══ DATA EXCERPTS ══
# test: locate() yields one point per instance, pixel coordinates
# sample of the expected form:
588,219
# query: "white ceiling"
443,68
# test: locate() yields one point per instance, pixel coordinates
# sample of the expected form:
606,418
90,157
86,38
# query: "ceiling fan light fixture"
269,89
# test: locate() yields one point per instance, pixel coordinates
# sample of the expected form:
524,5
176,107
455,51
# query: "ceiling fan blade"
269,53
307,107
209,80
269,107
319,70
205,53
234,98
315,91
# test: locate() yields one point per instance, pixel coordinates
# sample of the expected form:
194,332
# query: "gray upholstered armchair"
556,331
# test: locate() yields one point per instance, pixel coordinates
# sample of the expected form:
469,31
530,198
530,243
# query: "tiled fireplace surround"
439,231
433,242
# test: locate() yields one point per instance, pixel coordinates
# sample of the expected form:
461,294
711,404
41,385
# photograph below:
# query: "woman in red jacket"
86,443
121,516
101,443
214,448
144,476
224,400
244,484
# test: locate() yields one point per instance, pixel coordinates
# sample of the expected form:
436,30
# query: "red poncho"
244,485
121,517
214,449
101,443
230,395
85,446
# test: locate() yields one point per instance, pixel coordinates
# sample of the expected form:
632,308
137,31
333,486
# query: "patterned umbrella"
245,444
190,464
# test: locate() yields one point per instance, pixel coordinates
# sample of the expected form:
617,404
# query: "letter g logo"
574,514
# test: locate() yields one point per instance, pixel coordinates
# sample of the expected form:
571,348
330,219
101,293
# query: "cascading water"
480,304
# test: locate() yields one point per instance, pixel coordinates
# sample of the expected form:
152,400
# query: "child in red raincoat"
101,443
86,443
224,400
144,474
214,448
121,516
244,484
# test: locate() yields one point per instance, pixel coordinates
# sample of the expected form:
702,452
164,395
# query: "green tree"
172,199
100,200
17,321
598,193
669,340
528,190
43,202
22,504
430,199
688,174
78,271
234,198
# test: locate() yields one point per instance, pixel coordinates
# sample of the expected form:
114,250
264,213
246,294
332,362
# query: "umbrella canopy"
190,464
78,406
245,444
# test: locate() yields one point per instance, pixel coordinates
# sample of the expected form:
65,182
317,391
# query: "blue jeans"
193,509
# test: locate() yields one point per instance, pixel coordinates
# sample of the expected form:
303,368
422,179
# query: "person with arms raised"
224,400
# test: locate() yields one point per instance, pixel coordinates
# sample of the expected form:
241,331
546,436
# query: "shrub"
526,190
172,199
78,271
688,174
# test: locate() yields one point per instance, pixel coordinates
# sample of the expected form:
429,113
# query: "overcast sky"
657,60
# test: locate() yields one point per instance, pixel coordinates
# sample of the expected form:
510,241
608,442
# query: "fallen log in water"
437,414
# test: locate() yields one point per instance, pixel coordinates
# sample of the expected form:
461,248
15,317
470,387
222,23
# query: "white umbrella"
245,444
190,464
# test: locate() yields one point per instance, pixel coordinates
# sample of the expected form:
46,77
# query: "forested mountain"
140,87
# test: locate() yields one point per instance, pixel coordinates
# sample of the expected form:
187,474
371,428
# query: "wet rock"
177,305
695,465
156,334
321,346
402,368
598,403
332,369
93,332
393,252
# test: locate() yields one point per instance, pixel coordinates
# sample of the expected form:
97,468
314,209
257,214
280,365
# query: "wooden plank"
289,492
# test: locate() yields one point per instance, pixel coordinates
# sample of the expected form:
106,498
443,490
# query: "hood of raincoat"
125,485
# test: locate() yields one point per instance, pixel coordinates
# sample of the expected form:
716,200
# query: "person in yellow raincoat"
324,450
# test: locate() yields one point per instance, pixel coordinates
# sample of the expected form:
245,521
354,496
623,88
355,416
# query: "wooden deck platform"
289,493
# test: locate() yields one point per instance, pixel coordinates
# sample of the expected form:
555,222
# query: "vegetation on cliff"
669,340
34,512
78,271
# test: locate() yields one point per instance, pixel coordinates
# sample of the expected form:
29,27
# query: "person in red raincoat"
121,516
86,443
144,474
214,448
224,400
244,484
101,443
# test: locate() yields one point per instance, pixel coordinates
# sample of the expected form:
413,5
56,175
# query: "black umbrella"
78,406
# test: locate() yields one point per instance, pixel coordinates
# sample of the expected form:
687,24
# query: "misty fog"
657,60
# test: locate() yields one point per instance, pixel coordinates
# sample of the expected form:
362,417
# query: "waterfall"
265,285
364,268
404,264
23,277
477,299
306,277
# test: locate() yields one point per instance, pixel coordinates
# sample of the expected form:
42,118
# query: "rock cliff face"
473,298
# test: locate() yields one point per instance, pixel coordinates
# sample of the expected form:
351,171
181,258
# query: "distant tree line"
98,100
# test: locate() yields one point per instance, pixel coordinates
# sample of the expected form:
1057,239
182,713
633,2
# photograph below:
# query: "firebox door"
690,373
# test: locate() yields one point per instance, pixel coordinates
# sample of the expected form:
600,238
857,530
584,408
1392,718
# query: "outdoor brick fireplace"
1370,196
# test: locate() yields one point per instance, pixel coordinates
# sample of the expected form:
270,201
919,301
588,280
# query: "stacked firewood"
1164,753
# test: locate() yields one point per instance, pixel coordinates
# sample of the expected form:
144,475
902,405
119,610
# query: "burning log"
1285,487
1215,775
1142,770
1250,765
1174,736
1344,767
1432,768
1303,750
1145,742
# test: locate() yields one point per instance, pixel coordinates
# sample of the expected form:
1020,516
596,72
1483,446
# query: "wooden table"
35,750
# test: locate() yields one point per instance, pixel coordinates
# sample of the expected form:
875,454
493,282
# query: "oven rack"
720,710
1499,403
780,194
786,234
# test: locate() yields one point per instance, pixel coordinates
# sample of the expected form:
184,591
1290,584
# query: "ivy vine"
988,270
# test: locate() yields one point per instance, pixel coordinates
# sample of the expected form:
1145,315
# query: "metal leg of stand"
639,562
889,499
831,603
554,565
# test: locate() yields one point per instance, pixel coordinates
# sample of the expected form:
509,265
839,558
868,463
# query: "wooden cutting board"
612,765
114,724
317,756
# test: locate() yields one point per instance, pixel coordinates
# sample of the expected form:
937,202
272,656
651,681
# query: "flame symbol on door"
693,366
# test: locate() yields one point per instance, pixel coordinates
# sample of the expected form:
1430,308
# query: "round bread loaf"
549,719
═══
**TASK BRIEF**
Each record above needs to be transcribed word for word.

**THE ANSWER**
# test: locate() yields one point per instance, pixel coordinates
# sample of the expected form:
588,219
# query: "white ceiling"
443,68
# test: locate() yields one point per instance, pixel coordinates
# sample of the expected form:
606,418
90,157
86,38
# query: "ceiling fan light fixture"
269,89
# test: locate() yields one point per instance, pixel coordinates
# sample of the expected form:
524,5
176,107
455,51
# query: "ceiling fan blade"
269,53
307,107
209,80
269,107
319,70
205,53
234,98
315,91
# test: locate() yields one point per instance, pixel coordinates
# sample of the expected form:
194,332
# query: "gray upholstered armchair"
556,331
# test: locate() yields one point per instance, pixel coordinates
# sample of the expected form:
469,31
530,198
530,243
# query: "tiled fireplace surround"
439,231
433,242
# test: locate() yields one point per instance, pixel coordinates
# sample of the expected form:
461,294
711,404
41,385
# photograph below:
# query: "woman in red jacket"
86,443
121,516
101,443
214,448
144,476
224,400
244,484
# test: locate() yields one point per instance, pixel coordinates
# sample of the expected form:
436,30
# query: "red poncho"
244,485
121,517
214,449
101,443
230,395
85,446
# test: locate() yields one point per instance, pixel coordinates
# sample of the expected form:
632,308
137,31
333,486
# query: "patterned umbrella"
245,444
190,464
# test: locate() yields one point per instance, pixel coordinates
# sample of the expected form:
617,404
# query: "letter g logo"
574,514
# test: locate() yields one point per instance, pixel coordinates
# sample of the expected form:
571,348
330,219
101,293
# query: "cascading water"
480,304
# test: locate() yields one point per instance, pixel coordinates
# sample of the expected form:
152,400
# query: "child in red raincoat"
101,443
86,443
224,400
144,474
214,448
121,516
244,484
# test: locate() yields one point per instance, pixel coordinates
# sample of the expected form:
702,452
164,395
# query: "green tree"
172,199
100,200
17,321
598,193
669,340
528,190
43,202
22,504
430,199
688,174
78,271
234,198
# test: locate() yields one point per instance, pixel coordinates
# sample of the expected form:
114,250
264,213
246,294
332,362
# query: "umbrella canopy"
190,464
78,406
245,444
# test: locate() yields one point per instance, pixel coordinates
# sample of the expected form:
65,182
317,391
# query: "blue jeans"
193,509
# test: locate() yields one point per instance, pixel coordinates
# sample of the expected form:
303,368
422,179
# query: "person with arms raised"
224,400
# test: locate() yields one point per instance, pixel coordinates
# sample of the expected form:
241,331
546,436
# query: "shrub"
526,190
172,199
78,271
688,174
# test: locate() yields one point per instance, pixel coordinates
# sample of the expected form:
429,113
# query: "overcast sky"
657,60
# test: locate() yields one point per instance, pixel coordinates
# sample of the expected form:
510,241
608,442
# query: "fallen log in water"
437,414
# test: locate() yields one point per instance, pixel coordinates
# sample of the expected form:
461,248
15,317
470,387
222,23
# query: "white umbrella"
245,444
190,464
# test: locate() yields one point per instance, pixel coordinates
# sample of the expected form:
46,77
# query: "forested mountain"
140,87
# test: locate() yields one point per instance, pixel coordinates
# sample of the expected form:
187,474
371,428
# query: "wet rock"
177,305
695,465
156,334
321,346
402,368
598,403
332,369
93,332
393,252
# test: locate() yields one point per instance, pixel coordinates
# sample of the expected form:
97,468
314,209
257,214
280,365
# query: "wooden plank"
289,492
# test: locate() yields one point per instance, pixel coordinates
# sample of the expected form:
106,498
443,490
# query: "hood of raincoat"
125,485
# test: locate() yields one point per instance, pixel coordinates
# sample of the expected form:
716,200
# query: "person in yellow raincoat"
324,450
# test: locate() yields one point per instance, pixel coordinates
# sample of the expected form:
245,521
354,496
623,88
355,416
# query: "wooden deck platform"
289,493
# test: locate() yields one point per instance, pixel coordinates
# sample of the expected form:
555,222
# query: "vegetation on cliff"
669,340
34,512
78,271
# test: locate() yields one point per instance, pixel coordinates
# sample of the expected form:
29,27
# query: "person in red raincoat"
121,516
86,443
144,474
214,448
224,400
244,484
101,443
# test: locate() yields one point per instance, pixel coordinates
# sample of the expected form:
413,5
56,175
# query: "black umbrella"
78,406
# test: locate() yields one point per instance, pixel coordinates
# sample of the expected form:
687,24
# query: "misty fog"
657,60
# test: locate() yields one point per instance, pixel coordinates
# sample of the expected form:
362,417
# query: "waterfall"
265,285
364,268
404,264
23,277
477,299
306,277
# test: locate() yields one point per instance, pixel coordinates
# sample of the expected form:
42,118
# query: "rock cliff face"
473,298
# test: locate() yields one point per instance, pixel coordinates
# sample of the expected form:
351,171
181,258
# query: "distant tree line"
98,100
# test: locate() yields one point per instance, pixel coordinates
# sample of the expected form:
1057,239
182,713
633,2
# photograph below:
# query: "firebox door"
690,373
# test: locate() yields one point per instance, pixel coordinates
# sample of the expected form:
600,238
857,530
584,408
1392,718
# query: "outdoor brick fireplace"
1370,196
# test: locate() yields one point per instance, pixel coordinates
# sample of the expected form:
270,201
919,301
588,280
# query: "stacked firewood"
1164,753
# test: locate() yields one point per instance, pixel coordinates
# sample of the expected form:
144,475
902,405
119,610
# query: "burning log"
1285,487
1215,775
1142,770
1250,765
1174,736
1344,767
1432,768
1303,750
1145,742
# test: locate() yields one point per instance, pixel coordinates
# sample of the expected form:
1020,516
596,72
1483,446
# query: "wooden table"
35,750
# test: locate() yields one point per instance, pixel coordinates
# sample of the expected form:
875,454
493,282
# query: "oven rack"
720,710
1499,403
780,194
786,234
# test: locate() yields one point per instance, pixel coordinates
# sample of the expected form:
184,591
1290,584
# query: "ivy vine"
988,270
# test: locate() yields one point per instance, pixel coordinates
# sample of the expected form:
1145,315
# query: "metal leg of stand"
639,562
889,499
831,603
554,565
# test: locate() yields one point per instance, pixel coordinates
# sample of the expected form:
509,265
839,558
868,463
# query: "wooden cutting board"
612,765
114,724
317,756
# test: locate() yields one point per instance, pixel coordinates
# sample of the expected form:
937,202
272,656
651,681
# query: "flame symbol on door"
693,366
# test: locate() yields one point per instance, pixel coordinates
# sample of the expected form:
1430,308
# query: "round bread loaf"
549,719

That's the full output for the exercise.